Only the lines from the one containing "If you could tag each instance of the bush" to the end of the entries should be written out, each exactly as it stands, both ends included.

•••

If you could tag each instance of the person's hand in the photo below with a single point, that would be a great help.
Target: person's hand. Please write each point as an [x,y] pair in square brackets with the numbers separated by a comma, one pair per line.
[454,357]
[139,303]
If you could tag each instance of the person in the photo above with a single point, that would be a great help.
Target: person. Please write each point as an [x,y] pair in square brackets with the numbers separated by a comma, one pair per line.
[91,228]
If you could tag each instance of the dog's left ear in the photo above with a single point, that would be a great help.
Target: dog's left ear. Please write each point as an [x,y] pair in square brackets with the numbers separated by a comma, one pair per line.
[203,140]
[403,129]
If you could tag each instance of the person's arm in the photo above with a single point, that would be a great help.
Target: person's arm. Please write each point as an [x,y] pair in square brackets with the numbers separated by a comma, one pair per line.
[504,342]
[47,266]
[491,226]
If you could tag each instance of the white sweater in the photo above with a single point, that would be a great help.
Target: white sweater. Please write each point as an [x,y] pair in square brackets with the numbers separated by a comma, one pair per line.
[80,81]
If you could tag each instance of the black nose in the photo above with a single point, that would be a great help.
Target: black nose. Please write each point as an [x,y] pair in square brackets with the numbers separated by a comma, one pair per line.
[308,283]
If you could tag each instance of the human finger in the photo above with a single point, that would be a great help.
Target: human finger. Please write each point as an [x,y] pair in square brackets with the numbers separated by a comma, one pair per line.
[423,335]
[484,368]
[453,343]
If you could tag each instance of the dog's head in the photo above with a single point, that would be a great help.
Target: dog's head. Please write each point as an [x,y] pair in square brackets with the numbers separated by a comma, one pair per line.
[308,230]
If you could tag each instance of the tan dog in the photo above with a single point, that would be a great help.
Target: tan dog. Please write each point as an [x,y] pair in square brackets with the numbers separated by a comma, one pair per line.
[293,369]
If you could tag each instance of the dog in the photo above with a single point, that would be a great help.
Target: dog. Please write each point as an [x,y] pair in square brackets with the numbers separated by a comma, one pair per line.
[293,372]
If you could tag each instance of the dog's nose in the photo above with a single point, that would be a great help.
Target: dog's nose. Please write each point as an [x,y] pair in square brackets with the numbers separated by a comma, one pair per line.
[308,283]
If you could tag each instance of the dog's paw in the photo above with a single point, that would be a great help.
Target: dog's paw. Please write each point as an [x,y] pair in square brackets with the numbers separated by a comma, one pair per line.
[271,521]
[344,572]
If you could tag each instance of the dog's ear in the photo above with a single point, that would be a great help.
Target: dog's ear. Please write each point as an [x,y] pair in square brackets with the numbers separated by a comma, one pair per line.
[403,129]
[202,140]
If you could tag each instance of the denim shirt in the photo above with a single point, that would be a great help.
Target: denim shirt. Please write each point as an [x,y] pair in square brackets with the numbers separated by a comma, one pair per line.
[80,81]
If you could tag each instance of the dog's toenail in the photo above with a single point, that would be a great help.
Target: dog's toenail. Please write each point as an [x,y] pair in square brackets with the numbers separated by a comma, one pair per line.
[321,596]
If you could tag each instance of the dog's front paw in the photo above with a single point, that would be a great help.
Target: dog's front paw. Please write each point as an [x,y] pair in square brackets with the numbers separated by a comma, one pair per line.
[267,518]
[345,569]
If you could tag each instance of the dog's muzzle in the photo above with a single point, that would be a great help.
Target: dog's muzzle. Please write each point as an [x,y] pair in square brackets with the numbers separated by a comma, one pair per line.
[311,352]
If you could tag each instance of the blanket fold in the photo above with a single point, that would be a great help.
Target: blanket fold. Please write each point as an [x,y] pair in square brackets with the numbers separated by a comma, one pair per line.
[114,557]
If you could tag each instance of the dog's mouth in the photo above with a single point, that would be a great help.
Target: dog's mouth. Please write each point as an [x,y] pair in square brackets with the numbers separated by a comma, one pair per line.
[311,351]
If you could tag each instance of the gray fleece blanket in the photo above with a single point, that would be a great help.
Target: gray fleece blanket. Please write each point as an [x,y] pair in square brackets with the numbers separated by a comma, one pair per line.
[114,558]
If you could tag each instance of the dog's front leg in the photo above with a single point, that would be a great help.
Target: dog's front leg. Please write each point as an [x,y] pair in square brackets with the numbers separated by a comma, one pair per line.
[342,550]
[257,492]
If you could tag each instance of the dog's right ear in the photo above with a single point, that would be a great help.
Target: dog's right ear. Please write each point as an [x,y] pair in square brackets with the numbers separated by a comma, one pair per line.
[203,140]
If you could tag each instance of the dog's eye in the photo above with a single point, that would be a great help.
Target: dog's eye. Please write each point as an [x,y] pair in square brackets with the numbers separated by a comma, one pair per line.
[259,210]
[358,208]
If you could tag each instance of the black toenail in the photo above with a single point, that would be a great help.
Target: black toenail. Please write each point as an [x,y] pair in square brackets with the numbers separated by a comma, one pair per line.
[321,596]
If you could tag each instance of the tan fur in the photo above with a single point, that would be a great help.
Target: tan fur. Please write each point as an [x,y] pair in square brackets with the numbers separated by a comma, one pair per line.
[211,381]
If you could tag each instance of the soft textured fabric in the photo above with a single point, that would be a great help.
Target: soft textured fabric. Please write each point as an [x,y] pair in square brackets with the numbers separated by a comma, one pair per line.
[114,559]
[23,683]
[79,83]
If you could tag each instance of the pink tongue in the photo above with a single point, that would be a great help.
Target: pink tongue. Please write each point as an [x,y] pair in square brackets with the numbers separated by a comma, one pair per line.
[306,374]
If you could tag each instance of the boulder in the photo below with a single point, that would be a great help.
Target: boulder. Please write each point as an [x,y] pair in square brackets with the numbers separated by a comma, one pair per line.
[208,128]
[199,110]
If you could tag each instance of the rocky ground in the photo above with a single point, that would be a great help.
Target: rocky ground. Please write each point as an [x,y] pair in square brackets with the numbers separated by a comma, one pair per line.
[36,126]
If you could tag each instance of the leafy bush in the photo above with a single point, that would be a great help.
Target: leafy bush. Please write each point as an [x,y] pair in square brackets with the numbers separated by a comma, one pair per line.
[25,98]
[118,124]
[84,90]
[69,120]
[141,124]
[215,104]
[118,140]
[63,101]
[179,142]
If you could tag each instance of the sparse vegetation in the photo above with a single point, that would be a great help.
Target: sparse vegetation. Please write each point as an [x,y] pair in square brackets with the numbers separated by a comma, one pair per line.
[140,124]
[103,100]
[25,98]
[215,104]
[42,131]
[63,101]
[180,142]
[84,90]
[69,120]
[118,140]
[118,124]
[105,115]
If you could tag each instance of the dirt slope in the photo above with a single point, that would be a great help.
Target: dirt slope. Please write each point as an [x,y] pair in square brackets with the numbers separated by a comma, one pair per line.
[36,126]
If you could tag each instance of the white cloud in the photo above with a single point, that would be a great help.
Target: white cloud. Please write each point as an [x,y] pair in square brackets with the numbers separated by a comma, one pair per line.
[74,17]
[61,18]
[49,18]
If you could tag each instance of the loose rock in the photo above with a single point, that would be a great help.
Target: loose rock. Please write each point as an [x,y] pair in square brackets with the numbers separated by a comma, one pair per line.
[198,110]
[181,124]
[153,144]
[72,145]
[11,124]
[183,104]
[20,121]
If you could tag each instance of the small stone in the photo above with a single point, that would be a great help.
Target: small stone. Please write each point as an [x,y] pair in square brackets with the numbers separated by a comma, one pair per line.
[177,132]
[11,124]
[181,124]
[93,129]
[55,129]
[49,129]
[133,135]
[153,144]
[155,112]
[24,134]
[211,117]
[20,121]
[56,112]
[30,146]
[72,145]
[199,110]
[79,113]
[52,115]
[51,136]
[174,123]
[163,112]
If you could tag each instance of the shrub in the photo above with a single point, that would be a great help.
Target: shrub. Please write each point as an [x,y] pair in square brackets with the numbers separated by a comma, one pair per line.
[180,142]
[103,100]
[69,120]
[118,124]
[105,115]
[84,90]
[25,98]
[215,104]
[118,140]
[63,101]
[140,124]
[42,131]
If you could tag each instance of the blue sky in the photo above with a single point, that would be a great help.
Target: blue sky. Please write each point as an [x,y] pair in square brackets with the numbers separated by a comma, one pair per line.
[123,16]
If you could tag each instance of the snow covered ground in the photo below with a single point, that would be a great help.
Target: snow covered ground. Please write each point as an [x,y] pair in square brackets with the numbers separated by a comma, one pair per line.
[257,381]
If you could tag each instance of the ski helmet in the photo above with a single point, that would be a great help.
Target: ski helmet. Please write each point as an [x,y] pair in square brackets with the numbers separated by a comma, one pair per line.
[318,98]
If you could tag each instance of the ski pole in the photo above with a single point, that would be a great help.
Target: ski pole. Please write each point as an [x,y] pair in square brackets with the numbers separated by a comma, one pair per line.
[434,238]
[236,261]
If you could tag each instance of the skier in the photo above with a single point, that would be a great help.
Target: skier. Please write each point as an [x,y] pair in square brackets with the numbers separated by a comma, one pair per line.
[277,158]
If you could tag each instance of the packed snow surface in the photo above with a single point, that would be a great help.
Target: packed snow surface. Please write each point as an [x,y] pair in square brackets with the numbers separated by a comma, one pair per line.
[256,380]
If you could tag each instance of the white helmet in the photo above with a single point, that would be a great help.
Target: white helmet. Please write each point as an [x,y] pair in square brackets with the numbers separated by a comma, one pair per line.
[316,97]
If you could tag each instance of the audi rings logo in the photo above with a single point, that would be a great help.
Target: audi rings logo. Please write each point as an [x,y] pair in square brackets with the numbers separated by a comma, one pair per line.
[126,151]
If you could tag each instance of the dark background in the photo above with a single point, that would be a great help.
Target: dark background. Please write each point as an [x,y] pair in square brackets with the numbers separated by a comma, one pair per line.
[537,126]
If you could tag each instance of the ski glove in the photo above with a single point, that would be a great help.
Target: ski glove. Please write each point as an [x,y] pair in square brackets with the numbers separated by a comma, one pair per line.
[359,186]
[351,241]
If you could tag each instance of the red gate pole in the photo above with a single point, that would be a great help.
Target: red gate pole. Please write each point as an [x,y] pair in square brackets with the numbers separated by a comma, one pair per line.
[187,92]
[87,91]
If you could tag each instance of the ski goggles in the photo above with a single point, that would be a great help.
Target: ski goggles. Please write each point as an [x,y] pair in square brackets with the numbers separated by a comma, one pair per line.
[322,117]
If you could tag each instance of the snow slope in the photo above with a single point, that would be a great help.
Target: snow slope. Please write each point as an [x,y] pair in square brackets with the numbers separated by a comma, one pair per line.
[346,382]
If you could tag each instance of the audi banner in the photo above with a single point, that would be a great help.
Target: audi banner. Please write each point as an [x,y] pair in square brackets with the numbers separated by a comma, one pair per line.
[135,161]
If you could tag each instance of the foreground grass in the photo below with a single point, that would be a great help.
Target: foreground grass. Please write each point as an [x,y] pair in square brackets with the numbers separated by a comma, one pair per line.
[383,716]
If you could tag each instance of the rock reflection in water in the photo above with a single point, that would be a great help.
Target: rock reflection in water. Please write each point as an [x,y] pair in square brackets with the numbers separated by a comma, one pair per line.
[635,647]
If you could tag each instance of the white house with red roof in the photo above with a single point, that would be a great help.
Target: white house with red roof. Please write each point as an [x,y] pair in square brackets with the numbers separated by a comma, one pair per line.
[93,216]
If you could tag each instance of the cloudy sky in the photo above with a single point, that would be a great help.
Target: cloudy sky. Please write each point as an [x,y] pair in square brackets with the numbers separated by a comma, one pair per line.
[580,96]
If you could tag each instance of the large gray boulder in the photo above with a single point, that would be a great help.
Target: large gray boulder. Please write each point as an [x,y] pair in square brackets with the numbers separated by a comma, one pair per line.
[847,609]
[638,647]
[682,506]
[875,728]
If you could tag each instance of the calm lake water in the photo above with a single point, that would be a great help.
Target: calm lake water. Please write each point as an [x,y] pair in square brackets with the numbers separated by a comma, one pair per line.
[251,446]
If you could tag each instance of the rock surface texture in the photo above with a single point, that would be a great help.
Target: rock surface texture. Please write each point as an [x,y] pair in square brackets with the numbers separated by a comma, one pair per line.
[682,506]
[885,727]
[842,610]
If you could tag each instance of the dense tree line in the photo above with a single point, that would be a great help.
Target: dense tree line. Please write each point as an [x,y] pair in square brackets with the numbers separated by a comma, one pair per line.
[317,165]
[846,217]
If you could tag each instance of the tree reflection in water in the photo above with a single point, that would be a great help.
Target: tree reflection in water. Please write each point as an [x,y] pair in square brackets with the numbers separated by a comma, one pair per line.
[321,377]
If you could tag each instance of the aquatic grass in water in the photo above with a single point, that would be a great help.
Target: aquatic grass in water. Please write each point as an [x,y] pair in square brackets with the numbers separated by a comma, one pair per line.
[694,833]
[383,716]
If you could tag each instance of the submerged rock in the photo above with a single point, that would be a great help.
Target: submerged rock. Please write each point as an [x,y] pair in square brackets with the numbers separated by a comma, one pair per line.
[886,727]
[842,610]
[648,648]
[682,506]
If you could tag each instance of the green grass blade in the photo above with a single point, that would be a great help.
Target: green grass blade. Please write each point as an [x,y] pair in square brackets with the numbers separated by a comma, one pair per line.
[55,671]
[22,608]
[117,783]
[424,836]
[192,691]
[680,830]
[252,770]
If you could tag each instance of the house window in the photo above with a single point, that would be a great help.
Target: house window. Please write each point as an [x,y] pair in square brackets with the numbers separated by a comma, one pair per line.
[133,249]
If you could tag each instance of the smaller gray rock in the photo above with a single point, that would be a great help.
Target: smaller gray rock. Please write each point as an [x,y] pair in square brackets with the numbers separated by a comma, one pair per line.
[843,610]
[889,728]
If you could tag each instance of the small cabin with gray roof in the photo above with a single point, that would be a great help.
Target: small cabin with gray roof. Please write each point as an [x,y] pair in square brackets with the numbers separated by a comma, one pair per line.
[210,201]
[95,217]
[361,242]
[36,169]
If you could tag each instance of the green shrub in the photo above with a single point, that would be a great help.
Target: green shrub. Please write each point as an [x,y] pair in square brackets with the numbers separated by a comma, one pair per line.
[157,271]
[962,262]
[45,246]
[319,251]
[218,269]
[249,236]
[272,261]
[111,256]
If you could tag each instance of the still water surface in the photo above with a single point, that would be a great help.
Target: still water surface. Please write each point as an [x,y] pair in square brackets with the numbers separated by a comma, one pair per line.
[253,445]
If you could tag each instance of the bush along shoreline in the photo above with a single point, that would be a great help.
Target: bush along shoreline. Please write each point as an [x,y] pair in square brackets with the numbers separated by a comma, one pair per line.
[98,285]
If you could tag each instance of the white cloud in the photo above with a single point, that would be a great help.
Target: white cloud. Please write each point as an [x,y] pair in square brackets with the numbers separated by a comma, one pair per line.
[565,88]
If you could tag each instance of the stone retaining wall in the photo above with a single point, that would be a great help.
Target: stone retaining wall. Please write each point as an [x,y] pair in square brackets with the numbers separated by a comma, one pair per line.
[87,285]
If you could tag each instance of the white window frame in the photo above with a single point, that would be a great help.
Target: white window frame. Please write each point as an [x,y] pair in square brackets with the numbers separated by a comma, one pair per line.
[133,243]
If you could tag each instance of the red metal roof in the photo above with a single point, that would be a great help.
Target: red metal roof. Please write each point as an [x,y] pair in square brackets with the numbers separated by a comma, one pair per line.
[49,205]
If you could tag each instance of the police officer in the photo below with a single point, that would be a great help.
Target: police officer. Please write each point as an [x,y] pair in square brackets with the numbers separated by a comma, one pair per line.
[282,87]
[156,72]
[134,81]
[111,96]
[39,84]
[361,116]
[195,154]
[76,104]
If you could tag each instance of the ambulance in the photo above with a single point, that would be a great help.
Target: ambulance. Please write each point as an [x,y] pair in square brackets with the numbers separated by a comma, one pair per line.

•••

• _THE RESULT_:
If you could tag each instance of the bush along shoreline in the photo above with a single point, that would be a great help.
Target: bush along shoreline. Please write each point as an [x,y] pair in square brackets with the numbers separated by a comma, one pair per line.
[98,285]
If you could tag each instance of the white cloud in the photo above with a single point, that would be a great help.
Target: white cloud. Please write each point as an [x,y] pair in square brackets with the numbers separated by a comma, one pair per line.
[565,88]
If you could tag each instance of the stone retaining wall in the photo above with a single point, that would be a great help.
Target: stone retaining wall. Please write each point as an [x,y] pair in square brackets with the numbers separated by a comma, one pair per line.
[87,285]
If you could tag each instance of the white window frame in the photo above with a single point, that would be a great help.
Target: white window frame. Please write each point as an [x,y] pair in square brackets with the numbers separated by a comma, one pair per line.
[133,243]
If you could tag each instance of the red metal roof in the photo above with a single point, that would be a great help.
Target: red metal roof. Please write each point as an [x,y] pair in square brackets with the numbers separated by a comma, one pair per line.
[49,205]
If you could tag each instance of the police officer in the photo below with a single point, that would be a great help.
Target: police officer. Please write each point as an [x,y] pair in square brackets with the numbers separated by a comma, one pair per line.
[282,87]
[156,72]
[134,81]
[111,96]
[39,84]
[361,116]
[195,154]
[76,104]
If you could tag each instance of the ambulance in the photo above with a single point, that would be a great help.
Target: ambulance. Please write each point as an [x,y] pair in square brackets with the numbers separated by a comma, one pair per line.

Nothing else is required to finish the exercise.